**REQUIRED WORK:** Please revise the records from their start through the line holding "[(183, 190), (238, 150)]", inclusive, so that "Indicate" becomes "Mark" and nothing else changes. Leave the pictures out of your answer.

**SUPPLIED INFORMATION:**
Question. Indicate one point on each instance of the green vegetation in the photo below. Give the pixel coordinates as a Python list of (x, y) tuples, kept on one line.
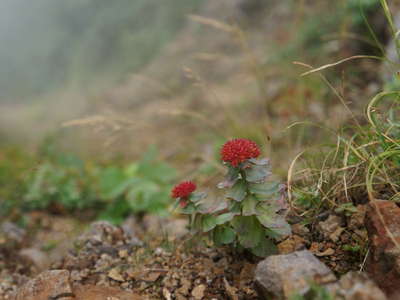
[(316, 292), (63, 183), (75, 42)]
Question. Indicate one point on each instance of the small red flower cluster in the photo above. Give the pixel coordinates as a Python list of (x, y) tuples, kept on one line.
[(183, 190), (238, 150)]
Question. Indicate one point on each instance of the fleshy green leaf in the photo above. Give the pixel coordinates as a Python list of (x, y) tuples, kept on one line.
[(259, 162), (238, 192), (249, 206), (230, 178), (264, 248), (188, 209), (196, 197), (257, 173), (249, 230), (224, 235)]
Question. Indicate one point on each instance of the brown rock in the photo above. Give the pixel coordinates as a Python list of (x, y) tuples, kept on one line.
[(36, 256), (280, 276), (331, 227), (47, 285), (383, 226), (198, 292), (92, 292), (291, 244)]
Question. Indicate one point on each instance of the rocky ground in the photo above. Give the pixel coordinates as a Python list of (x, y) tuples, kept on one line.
[(134, 262)]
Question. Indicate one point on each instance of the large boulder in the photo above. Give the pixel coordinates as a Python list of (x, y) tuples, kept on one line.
[(280, 276)]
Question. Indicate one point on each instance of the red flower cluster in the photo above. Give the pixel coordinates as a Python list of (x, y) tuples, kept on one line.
[(238, 150), (183, 190)]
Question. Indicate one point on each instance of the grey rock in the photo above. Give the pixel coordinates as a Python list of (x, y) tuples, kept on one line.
[(280, 276), (36, 256)]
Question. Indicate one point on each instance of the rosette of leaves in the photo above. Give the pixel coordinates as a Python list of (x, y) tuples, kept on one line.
[(251, 214)]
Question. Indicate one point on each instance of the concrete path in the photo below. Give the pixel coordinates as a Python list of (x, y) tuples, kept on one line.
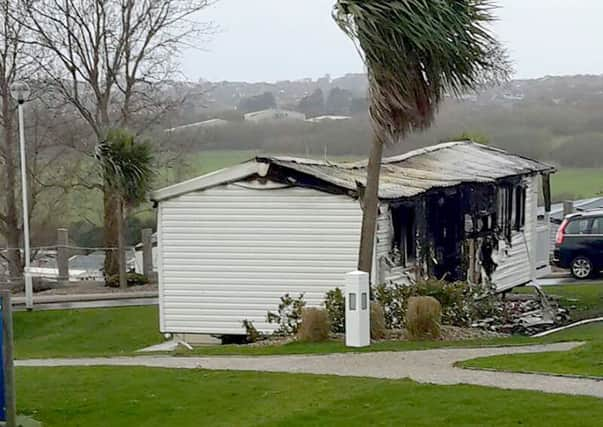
[(430, 366)]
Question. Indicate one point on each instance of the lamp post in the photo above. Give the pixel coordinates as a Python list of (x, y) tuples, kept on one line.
[(20, 92)]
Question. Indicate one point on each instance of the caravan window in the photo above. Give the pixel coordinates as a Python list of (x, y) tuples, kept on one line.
[(511, 207)]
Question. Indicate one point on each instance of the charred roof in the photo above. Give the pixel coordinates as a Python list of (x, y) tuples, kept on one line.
[(416, 172)]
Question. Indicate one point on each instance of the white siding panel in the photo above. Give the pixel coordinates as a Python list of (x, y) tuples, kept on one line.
[(229, 253), (517, 264)]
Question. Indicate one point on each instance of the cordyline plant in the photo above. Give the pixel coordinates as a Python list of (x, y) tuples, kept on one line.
[(416, 52), (127, 169)]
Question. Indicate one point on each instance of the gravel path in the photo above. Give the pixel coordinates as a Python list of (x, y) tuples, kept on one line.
[(430, 366)]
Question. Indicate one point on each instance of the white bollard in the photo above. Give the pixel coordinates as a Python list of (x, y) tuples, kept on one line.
[(357, 310)]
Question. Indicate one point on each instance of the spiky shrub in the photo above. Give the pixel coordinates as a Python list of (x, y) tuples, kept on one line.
[(416, 52), (423, 318), (314, 325), (335, 306)]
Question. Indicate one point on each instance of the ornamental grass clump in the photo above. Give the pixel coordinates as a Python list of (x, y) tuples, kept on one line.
[(314, 325), (423, 318)]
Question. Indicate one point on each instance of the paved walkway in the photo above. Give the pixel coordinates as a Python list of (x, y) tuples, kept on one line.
[(430, 366)]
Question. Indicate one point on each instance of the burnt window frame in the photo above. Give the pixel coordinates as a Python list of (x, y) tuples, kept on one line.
[(511, 207)]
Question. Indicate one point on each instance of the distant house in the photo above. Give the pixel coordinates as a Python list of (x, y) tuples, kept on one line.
[(231, 243), (205, 124), (321, 119), (274, 115)]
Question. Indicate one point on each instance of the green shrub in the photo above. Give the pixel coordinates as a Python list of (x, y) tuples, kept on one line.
[(378, 330), (335, 306), (289, 315), (423, 318), (314, 325), (251, 333), (134, 279), (461, 303)]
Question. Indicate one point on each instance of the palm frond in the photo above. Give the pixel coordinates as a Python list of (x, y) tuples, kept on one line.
[(126, 165), (416, 51)]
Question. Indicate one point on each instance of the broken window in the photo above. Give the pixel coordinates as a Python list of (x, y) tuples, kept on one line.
[(405, 229), (511, 208)]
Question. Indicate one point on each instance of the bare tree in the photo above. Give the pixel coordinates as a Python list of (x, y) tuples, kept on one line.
[(110, 59)]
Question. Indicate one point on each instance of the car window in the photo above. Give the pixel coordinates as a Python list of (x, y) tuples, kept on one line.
[(579, 226), (597, 226)]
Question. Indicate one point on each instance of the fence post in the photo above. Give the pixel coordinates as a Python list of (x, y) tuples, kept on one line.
[(7, 360), (568, 208), (147, 253), (63, 255)]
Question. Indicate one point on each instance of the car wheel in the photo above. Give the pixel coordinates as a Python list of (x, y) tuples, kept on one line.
[(582, 268)]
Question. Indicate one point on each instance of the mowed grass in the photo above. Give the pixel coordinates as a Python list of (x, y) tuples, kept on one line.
[(90, 332), (579, 183), (145, 397), (584, 361)]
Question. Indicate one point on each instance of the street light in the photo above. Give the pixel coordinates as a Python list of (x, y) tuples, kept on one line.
[(20, 92)]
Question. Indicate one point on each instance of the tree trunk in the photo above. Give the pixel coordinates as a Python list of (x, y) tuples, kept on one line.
[(13, 232), (111, 231), (370, 203), (123, 278)]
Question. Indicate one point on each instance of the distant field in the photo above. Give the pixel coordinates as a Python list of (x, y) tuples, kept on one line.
[(566, 184), (579, 183)]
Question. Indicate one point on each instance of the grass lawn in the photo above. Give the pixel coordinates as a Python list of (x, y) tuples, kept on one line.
[(90, 332), (158, 397), (586, 360), (119, 331), (579, 183)]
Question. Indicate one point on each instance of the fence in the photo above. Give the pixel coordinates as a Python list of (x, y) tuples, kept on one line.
[(67, 266)]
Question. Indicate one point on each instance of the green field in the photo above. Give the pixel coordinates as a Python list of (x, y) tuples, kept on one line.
[(577, 183), (65, 397), (584, 301), (566, 184)]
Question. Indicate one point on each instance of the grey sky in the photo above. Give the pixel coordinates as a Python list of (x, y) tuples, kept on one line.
[(268, 40)]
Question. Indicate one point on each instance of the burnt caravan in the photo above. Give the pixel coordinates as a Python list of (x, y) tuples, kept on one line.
[(231, 243)]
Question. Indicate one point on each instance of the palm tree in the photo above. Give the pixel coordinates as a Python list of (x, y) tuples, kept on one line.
[(127, 167), (415, 51)]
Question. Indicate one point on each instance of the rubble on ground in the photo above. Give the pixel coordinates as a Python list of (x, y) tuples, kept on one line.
[(526, 314)]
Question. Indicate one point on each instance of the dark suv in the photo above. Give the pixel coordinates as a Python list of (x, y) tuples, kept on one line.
[(579, 245)]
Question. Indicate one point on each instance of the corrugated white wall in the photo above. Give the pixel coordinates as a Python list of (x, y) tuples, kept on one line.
[(517, 264), (229, 253)]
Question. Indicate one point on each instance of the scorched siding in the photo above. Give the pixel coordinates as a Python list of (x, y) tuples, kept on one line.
[(517, 263), (229, 253)]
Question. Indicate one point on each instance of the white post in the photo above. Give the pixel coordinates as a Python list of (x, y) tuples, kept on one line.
[(27, 252), (357, 310)]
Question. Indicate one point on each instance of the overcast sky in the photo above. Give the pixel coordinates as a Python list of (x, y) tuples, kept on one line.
[(269, 40)]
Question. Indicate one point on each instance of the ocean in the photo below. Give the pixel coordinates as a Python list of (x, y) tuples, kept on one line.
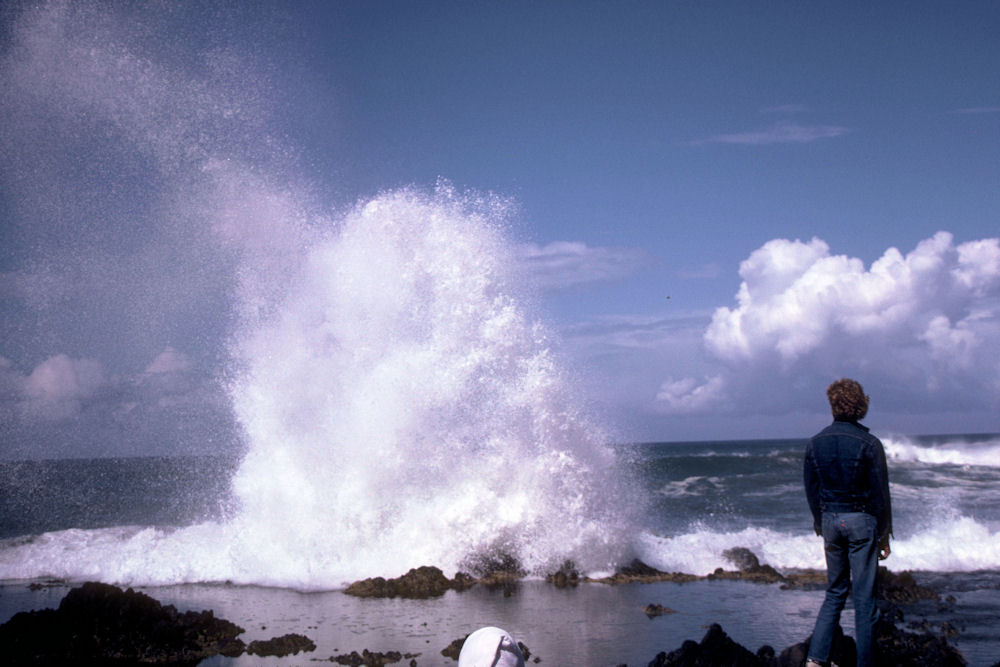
[(176, 528)]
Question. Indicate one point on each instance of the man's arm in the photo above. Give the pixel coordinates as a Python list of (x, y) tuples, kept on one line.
[(881, 501)]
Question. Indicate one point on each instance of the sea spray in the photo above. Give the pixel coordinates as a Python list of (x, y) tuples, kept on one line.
[(402, 409)]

**FULL OUTPUT:**
Question. Mark one point on each instance of the green vegetation in the photo below. Give the pixel coordinates as a Python list of (x, y) tuples, kept on one line.
[(316, 292), (63, 183), (75, 42)]
Question. Mark one point on each instance of the small red flower cluster in the photo above. Give the pixel coordinates as a Python list of (x, y) tuples, kept on one line.
[(183, 190), (238, 150)]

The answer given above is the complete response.